» Parts of the exercise:
1) Format the records as a numbered list, starting with the line that contains "task: draw the outline of each instance of the gray" and going on through the last line of the records, with blank lines omitted.
2) Extend the passage on phased retirement, picking up after its final sentence.

» Supplied passage:
● ● ● ●

For Damaschino, retiring from a full-time position was not an option. Instead, he pivoted his free time into writing two books and co-hosting a podcast.
“I’m not checking emails at 9:00 pm every day or traveling the world, there are no performance reviews, and I don't miss working for a large company," he said. "I do, however, need some social and creative outlets, and it's nice to make a little money, but most importantly, I’m keeping my mind active by phasing into full-time retirement.”
While phased retirement may not be for everyone, it is becoming an increasingly popular option for many.
Is easing into retirement your best move? Let’s find out.
What is a phased retirement?
Phased retirement allows employees nearing the end of their careers to gradually reduce their work hours or responsibilities over time rather than abruptly transition into full-time retirement.
Phased retirement can offer a smoother transition for both employer and employee, allowing workers to stay employed, typically on a part-time or flexible schedule, while adapting to their new lifestyle. It's a flexible option that is especially appealing to older workers who are not ready to retire fully but wish to reduce their workload or step into a more versatile role.

● ● ● ●

» Dataset extract:

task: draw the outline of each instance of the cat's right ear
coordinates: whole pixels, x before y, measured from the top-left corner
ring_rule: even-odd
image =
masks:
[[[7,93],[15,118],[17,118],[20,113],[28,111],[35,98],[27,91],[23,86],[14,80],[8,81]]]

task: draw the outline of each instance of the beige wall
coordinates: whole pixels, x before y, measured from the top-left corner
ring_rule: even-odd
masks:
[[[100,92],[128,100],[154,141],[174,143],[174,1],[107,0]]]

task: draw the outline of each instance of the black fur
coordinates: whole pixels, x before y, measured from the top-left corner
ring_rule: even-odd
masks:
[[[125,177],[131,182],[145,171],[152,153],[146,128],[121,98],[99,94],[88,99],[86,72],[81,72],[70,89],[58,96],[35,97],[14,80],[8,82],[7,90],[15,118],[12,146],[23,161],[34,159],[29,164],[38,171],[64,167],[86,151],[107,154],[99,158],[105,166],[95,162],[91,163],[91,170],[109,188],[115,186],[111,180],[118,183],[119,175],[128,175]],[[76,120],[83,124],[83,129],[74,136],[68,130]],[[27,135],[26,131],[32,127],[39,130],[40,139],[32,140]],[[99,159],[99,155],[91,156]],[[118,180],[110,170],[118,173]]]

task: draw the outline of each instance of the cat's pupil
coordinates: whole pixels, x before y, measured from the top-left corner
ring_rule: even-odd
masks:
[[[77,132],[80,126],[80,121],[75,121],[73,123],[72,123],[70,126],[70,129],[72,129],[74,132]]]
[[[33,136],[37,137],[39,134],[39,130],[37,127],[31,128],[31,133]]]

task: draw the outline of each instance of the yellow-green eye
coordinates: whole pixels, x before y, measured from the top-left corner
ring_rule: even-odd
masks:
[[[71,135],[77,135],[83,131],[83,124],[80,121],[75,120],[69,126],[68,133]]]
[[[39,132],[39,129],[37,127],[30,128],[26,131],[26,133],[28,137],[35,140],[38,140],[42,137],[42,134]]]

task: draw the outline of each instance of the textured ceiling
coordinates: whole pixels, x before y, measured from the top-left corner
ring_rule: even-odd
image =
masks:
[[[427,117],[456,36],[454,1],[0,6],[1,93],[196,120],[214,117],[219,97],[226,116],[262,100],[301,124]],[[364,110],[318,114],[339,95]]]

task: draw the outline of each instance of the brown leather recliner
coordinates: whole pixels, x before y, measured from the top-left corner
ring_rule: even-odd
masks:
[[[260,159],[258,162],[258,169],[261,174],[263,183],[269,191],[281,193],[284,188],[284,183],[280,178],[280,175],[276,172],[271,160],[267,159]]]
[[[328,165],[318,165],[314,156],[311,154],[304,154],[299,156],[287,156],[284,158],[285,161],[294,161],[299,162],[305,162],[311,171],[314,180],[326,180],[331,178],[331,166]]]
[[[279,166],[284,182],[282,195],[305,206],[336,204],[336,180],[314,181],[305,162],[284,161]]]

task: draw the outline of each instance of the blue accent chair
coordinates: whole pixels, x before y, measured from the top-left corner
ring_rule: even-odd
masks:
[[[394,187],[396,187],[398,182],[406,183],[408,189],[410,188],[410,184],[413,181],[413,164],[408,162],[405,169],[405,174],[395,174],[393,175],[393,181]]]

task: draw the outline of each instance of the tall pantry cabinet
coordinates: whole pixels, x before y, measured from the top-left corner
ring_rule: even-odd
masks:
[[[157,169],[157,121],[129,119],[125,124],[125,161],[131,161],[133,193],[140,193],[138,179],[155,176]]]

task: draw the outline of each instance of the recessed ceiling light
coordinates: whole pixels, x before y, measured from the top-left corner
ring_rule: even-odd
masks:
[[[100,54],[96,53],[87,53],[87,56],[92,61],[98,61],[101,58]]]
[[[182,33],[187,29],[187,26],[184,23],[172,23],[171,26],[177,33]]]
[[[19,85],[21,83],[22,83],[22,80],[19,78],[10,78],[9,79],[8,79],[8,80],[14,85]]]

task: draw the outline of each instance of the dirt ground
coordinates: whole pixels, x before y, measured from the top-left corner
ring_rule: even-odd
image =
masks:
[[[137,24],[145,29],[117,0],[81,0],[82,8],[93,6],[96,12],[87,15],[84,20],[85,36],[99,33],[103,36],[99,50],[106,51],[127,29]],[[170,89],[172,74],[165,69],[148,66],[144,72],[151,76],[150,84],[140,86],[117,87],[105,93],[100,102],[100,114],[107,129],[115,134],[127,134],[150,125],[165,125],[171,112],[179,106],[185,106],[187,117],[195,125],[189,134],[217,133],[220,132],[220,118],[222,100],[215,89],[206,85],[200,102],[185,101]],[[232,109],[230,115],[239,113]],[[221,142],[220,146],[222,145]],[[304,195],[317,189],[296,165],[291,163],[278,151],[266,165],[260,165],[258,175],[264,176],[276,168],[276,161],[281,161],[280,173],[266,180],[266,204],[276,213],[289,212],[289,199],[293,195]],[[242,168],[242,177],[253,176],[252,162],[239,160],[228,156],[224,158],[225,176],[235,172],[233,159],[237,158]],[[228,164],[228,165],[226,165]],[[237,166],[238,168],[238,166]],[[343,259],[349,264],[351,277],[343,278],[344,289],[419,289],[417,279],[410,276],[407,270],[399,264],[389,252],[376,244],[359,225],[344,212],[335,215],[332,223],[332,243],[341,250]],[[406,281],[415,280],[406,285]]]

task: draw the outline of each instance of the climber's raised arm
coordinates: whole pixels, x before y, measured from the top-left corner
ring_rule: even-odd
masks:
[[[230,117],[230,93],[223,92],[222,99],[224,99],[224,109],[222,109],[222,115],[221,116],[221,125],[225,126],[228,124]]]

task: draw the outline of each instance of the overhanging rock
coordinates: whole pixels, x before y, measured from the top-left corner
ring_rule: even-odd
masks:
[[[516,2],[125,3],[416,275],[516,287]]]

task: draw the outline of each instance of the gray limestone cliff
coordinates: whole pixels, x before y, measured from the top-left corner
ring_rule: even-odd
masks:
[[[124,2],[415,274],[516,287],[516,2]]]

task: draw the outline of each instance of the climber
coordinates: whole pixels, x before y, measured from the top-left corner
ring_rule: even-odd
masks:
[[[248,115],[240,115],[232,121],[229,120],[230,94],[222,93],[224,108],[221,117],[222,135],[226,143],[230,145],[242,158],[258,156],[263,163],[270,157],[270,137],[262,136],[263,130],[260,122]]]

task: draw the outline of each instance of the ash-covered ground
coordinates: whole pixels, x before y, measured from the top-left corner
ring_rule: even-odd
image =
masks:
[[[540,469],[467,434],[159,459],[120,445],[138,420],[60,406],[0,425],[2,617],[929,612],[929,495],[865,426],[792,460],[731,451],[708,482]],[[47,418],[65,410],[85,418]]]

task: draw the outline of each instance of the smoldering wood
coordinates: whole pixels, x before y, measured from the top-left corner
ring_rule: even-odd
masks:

● ● ● ●

» Answers provided:
1)
1. task: draw the outline of each instance of the gray limestone cliff
2. coordinates: whole pixels, x before y, measured from the top-left corner
3. ring_rule: even-odd
4. masks:
5. [[[124,2],[415,274],[516,287],[516,2]]]
6. task: draw the outline of each instance of the climber
7. coordinates: whole pixels, x before y, measured from the top-left corner
8. ring_rule: even-odd
9. masks:
10. [[[248,115],[240,115],[232,121],[229,120],[230,94],[222,93],[224,108],[221,117],[222,135],[226,143],[230,145],[242,158],[258,156],[263,163],[270,157],[270,137],[262,136],[263,130],[260,122]]]
11. task: draw the outline of each instance of the ash-covered ground
12. coordinates: whole pixels, x before y, measured from the top-left corner
13. ring_rule: even-odd
14. image =
15. masks:
16. [[[540,469],[467,434],[159,459],[120,445],[138,420],[60,406],[0,425],[2,617],[929,612],[929,495],[865,426],[792,460],[731,451],[708,482]],[[47,418],[65,410],[85,418]]]
17. task: draw the outline of each instance of the smoldering wood
18. coordinates: whole pixels, x before y, measured from the top-left corner
19. ring_rule: even-odd
20. masks:

2)
How phased retirement works for one company may be different from another. Some common arrangements may include:
- Reduced hours: Employees work fewer weekly hours, gradually decreasing their hours over time.
- Job sharing: Employees share one full-time position, splitting responsibilities.
- Changing roles: Employees transition to less demanding or different roles within an organization.
- Mentorship or consulting: Employees may work as consultants or mentors to other staff, offering expertise without the demands of a regular work schedule.
Managing finances in a phased retirement
An essential aspect of planning for phased retirement is managing your finances. When transitioning from full-time work to a more flexible schedule, it becomes imperative that you have a plan that aligns with your new lifestyle. Imagine phasing into retirement only to discover your new income levels won’t support that lifestyle.
The first step is to assess all sources of income — pension, retirement plan, Social Security benefits, investment earnings, and other income streams — to determine your monthly and annual income.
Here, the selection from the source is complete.